Set task:
Scale the entries from the beginning through the line containing "M 298 20 L 336", both ends included. Reproduce every line, requests included, and multiply only the polygon coordinates in the answers by 1.3, rounding to whole numbers with halves rounded up and leaving out the pictures.

[Material for this exercise start]

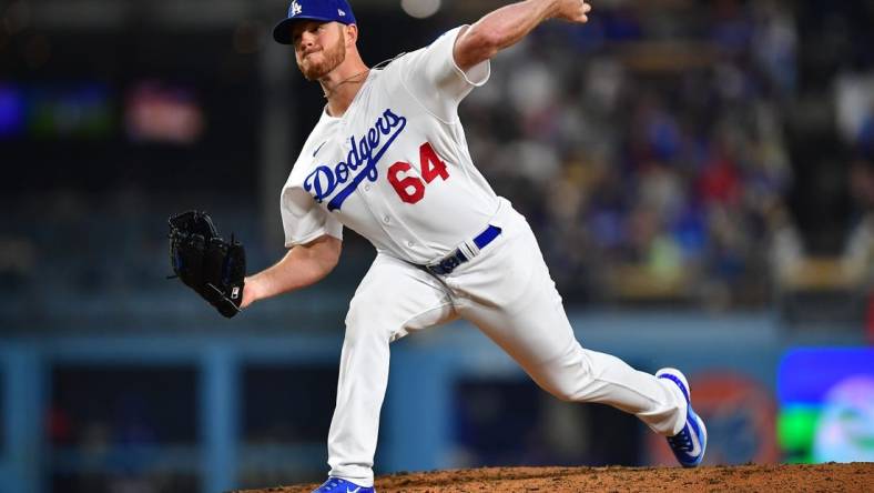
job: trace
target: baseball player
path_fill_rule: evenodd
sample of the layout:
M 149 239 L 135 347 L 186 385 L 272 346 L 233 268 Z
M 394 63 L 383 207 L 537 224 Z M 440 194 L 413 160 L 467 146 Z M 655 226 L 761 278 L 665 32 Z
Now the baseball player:
M 327 104 L 281 193 L 289 250 L 246 278 L 242 306 L 323 279 L 339 258 L 343 227 L 377 250 L 346 316 L 331 473 L 316 491 L 374 491 L 389 344 L 456 319 L 557 398 L 633 413 L 668 437 L 682 465 L 701 462 L 707 432 L 685 378 L 580 346 L 530 227 L 474 165 L 458 119 L 498 51 L 548 19 L 586 23 L 590 10 L 585 0 L 508 4 L 374 68 L 358 53 L 346 0 L 294 0 L 276 26 L 274 39 L 294 48 Z

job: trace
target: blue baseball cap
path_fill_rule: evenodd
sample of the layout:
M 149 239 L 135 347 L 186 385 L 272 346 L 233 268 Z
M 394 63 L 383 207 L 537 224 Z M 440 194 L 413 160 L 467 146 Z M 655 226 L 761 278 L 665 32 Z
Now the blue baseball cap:
M 298 20 L 336 21 L 354 24 L 355 14 L 346 0 L 292 0 L 288 17 L 273 28 L 273 39 L 277 43 L 292 43 L 292 22 Z

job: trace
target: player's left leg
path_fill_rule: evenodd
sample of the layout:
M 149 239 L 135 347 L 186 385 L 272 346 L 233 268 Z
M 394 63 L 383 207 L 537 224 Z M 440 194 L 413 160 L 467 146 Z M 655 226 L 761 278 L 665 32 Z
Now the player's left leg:
M 533 233 L 515 211 L 504 215 L 505 238 L 446 280 L 457 296 L 458 314 L 559 399 L 609 404 L 637 415 L 657 433 L 679 433 L 687 402 L 678 386 L 616 356 L 583 349 Z
M 328 464 L 335 489 L 348 481 L 373 485 L 379 412 L 388 384 L 389 343 L 408 332 L 455 318 L 446 288 L 423 270 L 377 254 L 346 315 L 337 404 L 328 433 Z M 364 490 L 362 490 L 364 491 Z

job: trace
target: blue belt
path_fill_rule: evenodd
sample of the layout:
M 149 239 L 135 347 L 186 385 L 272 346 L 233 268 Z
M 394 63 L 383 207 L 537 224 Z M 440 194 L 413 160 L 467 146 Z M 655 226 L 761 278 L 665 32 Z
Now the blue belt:
M 486 231 L 482 231 L 481 233 L 477 234 L 476 238 L 474 238 L 474 244 L 477 245 L 477 249 L 482 250 L 484 248 L 486 248 L 486 245 L 495 241 L 495 239 L 498 238 L 498 235 L 500 235 L 500 232 L 501 232 L 500 228 L 489 224 L 489 227 L 486 228 Z M 434 275 L 447 275 L 450 274 L 455 270 L 455 268 L 461 265 L 468 260 L 470 259 L 468 259 L 467 255 L 465 255 L 461 249 L 456 249 L 456 251 L 454 251 L 453 253 L 450 253 L 439 262 L 433 263 L 430 265 L 423 265 L 423 269 L 425 269 L 426 271 L 430 272 Z

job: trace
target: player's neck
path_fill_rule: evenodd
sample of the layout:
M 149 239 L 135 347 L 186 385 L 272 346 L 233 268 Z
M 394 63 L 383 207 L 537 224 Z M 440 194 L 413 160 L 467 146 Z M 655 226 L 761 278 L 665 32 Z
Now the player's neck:
M 357 53 L 356 53 L 357 54 Z M 336 70 L 319 80 L 322 90 L 327 99 L 328 114 L 335 118 L 343 117 L 355 99 L 355 94 L 364 85 L 370 70 L 357 56 L 347 58 Z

[Material for this exercise end]

In response:
job: trace
target: baseball player
path_fill_rule: evenodd
sample of the layout:
M 149 239 L 135 347 L 186 385 L 272 346 L 233 268 Z
M 394 63 L 383 207 L 537 224 Z M 440 194 L 413 160 L 467 146 Z M 655 226 L 761 278 L 665 32 Z
Now the baseball player:
M 425 135 L 365 251 L 376 325 L 320 361 L 315 398 L 420 363 L 441 335 L 446 295 L 490 325 L 450 411 L 430 615 L 411 638 L 486 638 L 506 447 L 593 415 L 724 517 L 823 537 L 868 568 L 887 605 L 911 601 L 919 562 L 891 491 L 754 450 L 689 295 L 616 215 L 595 155 L 647 66 L 712 25 L 762 30 L 767 13 L 761 0 L 660 5 L 486 88 L 465 69 L 450 0 L 382 0 L 359 34 L 356 51 L 382 62 Z

job: trace
target: blue baseball cap
path_fill_rule: evenodd
sample of the layout:
M 149 239 L 135 347 L 186 385 L 272 346 L 233 268 Z
M 394 63 L 383 207 L 537 224 Z M 440 194 L 413 160 L 467 146 Z M 655 226 L 761 278 L 665 32 Z
Now the blue baseball cap:
M 387 26 L 437 27 L 460 31 L 462 18 L 450 0 L 380 0 L 374 22 L 355 36 L 355 51 L 360 56 L 380 56 L 380 29 Z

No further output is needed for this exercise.